---------- Text passage

May 29th. Got up and raised my window to see the scenery. Got a good view of a line of box cars! Run about 2 hrs and then stopped 4 hrs. Saw a lot of Indians. Saw one squaw with pappoose. One old greeger lost his britch-clout while he was running along side of the train. That is about all most of these Mexican Indians wear, the men I mean. It is so hot I can’t blame them much but they do look shocking. About 10:30 we started on our (?) trip. Not is (?) and we are in nothing but white sand as far as I can see out each side. We are all well but most awfully warm and dirty. Commencement of the desert. Now we are flying along between red sand hills and blue mountains. Oh, how very warm it is. The sun seems to melt everything in its reach. I have seen one swift and a little gray animal about eight inches long, travel very fast thru the sand. 2:30 P.M. and we are at the Seven Palms. We have just crossed a fearful desert. This place is called “Waters”. Oh, hotter and hotter! I guess we are nearing the bottomless pit. Every car window is closed to keep out the sand. There are no blinds – the sun streams in upon us and I see no show except to roast in a pile! I have started to feel quite sick. I have a pain in the pit of my stomach. Worse and more of it, I pity anyone that travels this southern road. Dark, green trees again and mountains. We are crossing them winding round and round, up and down and every way. Lots of our passengers will get off tonight.

--------------------

§ Stated problem A:
Answer these from the diary entry:
(i) At what time did the writer reach the Seven Palms?
(ii) After running about 2 hours, how long did the train stop?
(iii) Why was every car window closed?
The diary entry and the records below it were gathered from separate sources.

---------- Extracted records

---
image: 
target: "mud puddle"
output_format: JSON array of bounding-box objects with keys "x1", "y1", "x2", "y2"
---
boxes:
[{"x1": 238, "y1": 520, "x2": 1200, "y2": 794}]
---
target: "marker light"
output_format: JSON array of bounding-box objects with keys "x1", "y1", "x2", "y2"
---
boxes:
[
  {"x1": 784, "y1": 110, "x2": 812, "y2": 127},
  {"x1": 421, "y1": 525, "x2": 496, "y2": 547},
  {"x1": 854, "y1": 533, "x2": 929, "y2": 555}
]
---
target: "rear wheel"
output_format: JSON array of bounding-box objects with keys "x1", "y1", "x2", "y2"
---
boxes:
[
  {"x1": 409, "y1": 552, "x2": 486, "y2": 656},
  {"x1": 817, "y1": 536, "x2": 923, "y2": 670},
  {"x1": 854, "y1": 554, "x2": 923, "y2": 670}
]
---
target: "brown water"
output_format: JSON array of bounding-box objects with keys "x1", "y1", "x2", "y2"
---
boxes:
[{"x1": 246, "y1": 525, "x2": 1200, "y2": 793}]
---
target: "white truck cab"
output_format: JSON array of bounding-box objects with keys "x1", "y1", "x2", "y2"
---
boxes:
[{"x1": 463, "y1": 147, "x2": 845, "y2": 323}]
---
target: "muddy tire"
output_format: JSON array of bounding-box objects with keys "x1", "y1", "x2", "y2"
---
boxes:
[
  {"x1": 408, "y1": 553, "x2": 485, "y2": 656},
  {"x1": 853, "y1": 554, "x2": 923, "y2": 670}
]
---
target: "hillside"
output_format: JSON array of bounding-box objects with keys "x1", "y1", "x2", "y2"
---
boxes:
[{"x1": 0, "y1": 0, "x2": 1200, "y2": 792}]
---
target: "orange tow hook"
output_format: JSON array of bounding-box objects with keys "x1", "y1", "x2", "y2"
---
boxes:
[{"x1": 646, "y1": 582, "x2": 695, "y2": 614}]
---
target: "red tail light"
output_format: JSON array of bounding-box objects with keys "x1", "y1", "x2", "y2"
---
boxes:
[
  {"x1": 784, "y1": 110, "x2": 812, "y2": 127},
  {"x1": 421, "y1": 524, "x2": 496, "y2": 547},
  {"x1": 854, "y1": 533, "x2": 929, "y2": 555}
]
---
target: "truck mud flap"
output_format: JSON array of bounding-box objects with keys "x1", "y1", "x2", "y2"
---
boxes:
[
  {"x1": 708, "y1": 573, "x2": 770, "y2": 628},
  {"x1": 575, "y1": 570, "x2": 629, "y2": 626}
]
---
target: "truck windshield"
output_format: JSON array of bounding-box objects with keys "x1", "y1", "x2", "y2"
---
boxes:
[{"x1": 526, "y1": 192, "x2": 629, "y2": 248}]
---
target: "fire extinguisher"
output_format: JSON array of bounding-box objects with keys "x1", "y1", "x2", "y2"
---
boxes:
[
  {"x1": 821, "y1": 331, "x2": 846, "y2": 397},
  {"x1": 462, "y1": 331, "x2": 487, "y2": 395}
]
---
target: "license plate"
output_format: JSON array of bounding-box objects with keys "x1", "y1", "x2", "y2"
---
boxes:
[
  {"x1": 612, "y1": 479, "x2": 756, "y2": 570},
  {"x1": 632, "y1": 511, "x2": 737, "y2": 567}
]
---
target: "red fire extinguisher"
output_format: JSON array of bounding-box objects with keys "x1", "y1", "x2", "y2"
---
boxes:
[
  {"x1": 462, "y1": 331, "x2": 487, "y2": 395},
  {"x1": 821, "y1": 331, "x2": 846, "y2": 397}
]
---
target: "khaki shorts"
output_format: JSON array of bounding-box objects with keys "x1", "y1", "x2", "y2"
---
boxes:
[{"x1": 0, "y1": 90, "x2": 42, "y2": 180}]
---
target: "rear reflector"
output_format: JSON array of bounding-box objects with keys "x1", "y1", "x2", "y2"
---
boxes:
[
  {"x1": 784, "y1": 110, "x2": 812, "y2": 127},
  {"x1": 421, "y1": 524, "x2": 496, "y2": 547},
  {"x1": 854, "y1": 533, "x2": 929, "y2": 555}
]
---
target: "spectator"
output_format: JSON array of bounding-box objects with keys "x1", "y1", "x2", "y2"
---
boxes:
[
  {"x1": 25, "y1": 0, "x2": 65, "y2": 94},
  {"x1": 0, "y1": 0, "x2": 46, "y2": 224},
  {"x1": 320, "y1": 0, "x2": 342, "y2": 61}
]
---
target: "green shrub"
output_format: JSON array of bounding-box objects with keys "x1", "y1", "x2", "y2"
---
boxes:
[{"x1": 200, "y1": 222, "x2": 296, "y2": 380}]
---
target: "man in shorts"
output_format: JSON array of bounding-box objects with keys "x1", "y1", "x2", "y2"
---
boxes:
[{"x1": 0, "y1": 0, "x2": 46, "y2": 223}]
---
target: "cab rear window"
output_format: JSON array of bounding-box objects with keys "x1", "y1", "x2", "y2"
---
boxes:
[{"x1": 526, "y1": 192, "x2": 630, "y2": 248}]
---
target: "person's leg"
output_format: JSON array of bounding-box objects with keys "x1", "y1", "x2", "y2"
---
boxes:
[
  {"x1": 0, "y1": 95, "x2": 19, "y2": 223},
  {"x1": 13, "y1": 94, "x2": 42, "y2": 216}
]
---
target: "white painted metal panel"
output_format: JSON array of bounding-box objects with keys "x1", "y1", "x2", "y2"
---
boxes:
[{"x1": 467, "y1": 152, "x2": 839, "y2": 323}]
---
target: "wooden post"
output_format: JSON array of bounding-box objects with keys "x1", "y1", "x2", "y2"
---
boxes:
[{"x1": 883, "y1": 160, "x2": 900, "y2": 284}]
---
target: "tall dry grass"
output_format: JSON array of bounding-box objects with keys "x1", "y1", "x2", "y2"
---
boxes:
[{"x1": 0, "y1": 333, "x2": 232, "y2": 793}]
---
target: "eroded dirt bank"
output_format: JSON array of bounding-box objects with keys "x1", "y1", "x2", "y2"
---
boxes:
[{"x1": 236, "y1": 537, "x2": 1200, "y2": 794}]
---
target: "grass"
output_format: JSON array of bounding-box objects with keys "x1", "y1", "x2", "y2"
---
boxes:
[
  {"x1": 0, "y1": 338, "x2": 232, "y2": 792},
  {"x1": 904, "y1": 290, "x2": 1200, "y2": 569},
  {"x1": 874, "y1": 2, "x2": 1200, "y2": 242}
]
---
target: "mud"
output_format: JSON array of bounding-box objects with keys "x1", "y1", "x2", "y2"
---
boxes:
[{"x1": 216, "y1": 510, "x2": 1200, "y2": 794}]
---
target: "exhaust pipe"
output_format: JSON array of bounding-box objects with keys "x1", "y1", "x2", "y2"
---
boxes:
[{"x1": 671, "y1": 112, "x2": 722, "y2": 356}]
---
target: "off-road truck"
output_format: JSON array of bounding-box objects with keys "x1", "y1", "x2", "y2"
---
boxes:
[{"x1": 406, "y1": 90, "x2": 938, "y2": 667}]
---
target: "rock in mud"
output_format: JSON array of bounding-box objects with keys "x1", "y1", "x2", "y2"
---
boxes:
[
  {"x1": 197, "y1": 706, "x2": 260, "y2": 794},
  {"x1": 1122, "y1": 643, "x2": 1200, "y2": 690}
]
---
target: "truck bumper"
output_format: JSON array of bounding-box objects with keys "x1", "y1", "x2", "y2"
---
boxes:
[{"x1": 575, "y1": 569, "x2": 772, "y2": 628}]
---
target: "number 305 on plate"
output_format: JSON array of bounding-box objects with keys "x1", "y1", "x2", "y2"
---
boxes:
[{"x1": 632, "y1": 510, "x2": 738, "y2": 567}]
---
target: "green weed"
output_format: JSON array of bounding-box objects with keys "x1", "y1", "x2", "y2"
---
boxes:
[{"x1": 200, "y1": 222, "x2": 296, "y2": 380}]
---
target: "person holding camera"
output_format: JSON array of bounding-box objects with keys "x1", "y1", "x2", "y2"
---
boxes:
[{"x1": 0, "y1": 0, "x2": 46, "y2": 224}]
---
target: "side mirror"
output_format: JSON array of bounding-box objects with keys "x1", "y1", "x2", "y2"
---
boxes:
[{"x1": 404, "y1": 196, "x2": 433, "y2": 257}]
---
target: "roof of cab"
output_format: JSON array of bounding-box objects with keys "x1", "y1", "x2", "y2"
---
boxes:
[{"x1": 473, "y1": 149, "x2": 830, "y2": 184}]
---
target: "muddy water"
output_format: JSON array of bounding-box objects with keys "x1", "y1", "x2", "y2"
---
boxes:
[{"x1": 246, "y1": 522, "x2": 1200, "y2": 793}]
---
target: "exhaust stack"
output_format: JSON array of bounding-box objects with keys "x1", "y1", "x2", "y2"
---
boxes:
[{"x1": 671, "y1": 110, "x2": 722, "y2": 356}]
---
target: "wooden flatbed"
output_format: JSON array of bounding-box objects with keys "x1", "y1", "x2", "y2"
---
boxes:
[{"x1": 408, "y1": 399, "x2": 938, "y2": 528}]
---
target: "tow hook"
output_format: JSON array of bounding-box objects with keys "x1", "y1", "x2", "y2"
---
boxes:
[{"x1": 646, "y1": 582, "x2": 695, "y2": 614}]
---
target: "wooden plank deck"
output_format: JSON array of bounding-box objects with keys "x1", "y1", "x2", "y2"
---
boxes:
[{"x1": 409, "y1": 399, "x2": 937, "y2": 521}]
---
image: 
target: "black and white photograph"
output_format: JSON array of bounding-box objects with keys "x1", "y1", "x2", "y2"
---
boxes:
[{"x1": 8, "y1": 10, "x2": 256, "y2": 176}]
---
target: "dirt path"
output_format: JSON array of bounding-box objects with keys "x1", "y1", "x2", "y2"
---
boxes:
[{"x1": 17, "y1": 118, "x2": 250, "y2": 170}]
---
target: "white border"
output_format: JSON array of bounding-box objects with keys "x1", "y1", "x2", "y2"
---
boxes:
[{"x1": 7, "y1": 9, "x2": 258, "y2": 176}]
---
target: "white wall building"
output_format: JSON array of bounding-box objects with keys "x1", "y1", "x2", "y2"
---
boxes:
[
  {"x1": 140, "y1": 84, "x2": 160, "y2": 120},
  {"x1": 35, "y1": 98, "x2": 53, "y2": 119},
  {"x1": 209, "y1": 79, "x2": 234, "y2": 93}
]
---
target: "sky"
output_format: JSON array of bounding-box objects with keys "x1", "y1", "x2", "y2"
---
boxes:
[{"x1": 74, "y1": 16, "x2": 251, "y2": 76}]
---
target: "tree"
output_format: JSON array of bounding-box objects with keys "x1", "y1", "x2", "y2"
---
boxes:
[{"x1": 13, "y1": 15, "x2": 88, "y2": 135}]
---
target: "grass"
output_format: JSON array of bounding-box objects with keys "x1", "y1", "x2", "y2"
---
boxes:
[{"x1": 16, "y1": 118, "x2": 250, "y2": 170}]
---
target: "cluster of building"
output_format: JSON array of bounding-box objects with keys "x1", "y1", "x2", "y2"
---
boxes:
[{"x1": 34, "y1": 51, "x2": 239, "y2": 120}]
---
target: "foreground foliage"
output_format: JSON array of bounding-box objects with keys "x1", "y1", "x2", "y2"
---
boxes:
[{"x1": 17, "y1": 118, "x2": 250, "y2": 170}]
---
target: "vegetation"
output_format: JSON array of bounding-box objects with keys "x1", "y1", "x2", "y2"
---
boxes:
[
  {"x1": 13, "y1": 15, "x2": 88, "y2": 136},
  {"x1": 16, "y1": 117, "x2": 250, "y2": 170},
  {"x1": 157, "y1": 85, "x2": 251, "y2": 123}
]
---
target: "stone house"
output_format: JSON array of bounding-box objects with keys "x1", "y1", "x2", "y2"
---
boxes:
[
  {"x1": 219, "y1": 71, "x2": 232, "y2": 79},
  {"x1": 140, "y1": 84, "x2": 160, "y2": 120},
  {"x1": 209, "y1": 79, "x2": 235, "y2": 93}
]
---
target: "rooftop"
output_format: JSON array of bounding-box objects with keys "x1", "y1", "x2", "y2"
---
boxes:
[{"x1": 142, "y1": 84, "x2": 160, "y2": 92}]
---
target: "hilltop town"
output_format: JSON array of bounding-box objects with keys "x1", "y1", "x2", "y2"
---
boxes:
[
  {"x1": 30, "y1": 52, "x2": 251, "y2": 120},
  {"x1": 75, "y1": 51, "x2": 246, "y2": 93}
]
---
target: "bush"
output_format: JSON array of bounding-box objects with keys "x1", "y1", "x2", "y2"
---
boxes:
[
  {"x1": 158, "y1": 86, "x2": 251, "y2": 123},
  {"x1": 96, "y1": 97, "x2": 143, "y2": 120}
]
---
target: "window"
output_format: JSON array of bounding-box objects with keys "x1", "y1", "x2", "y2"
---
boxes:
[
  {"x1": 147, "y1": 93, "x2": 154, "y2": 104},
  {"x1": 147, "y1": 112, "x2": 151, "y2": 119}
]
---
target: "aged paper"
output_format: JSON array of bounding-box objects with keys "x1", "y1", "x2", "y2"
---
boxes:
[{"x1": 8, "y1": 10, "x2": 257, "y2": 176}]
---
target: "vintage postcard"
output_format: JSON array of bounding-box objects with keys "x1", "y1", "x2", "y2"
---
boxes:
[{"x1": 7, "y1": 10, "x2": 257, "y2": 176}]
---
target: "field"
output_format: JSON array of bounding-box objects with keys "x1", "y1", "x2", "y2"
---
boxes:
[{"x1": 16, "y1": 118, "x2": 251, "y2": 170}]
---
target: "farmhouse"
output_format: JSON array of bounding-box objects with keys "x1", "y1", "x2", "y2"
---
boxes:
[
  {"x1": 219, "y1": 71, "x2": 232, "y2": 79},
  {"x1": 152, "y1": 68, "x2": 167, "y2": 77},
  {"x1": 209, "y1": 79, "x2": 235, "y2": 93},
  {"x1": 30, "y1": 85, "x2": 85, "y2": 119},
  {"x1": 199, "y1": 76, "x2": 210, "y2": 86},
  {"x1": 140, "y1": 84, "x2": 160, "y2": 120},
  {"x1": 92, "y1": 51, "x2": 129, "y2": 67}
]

--------------------

§ Stated problem B:
State how many lines of the records contain the string "green". Reply with the number only.

§ Correct output A:
(i) 2:30 P.M.
(ii) 4 hours
(iii) To keep out the sand

§ Correct output B:
2